+++ GIVEN RECORDS +++

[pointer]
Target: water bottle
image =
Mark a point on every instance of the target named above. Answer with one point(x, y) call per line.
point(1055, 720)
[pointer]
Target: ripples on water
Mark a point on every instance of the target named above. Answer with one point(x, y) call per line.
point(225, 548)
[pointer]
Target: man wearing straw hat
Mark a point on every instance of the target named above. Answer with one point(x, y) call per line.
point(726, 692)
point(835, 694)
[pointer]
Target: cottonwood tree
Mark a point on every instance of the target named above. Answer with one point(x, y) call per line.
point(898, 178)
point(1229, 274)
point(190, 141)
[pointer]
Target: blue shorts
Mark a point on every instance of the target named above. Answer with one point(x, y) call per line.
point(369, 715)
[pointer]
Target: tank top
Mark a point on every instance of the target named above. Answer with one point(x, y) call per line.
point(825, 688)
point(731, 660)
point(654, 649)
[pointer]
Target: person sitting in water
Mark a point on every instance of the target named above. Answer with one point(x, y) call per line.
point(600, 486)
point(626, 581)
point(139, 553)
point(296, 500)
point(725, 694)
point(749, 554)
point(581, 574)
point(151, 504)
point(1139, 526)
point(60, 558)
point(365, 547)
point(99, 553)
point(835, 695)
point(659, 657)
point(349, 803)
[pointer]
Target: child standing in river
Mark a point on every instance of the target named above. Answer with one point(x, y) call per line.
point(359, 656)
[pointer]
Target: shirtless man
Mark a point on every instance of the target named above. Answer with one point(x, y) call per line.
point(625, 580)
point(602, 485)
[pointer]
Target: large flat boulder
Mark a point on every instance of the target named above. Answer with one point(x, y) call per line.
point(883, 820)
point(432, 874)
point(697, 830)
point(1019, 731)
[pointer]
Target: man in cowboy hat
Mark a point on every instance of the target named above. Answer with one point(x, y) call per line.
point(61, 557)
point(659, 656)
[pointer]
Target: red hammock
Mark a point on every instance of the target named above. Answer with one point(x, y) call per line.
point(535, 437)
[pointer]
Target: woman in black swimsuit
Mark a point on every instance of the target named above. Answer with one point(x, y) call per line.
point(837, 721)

+++

(WHAT YOU SHOULD DO) Convert the items above, from their first line through the line containing "point(225, 548)", into a Markdown table with the columns Index and Content. Number each line in Index, put the line itself in Content, and leave out blank lines.

(REPLY)
| Index | Content |
|---|---|
| 1 | [pointer] |
| 2 | Target: water bottle |
| 3 | image = |
| 4 | Mark a point on every instance of the target named above. Answer with one point(x, y) call per line. |
| 5 | point(1055, 720) |
| 6 | [pointer] |
| 7 | Target: ripples on water |
| 8 | Mark a point on every instance of the target named above. Answer with one point(x, y) call per line. |
| 9 | point(225, 548) |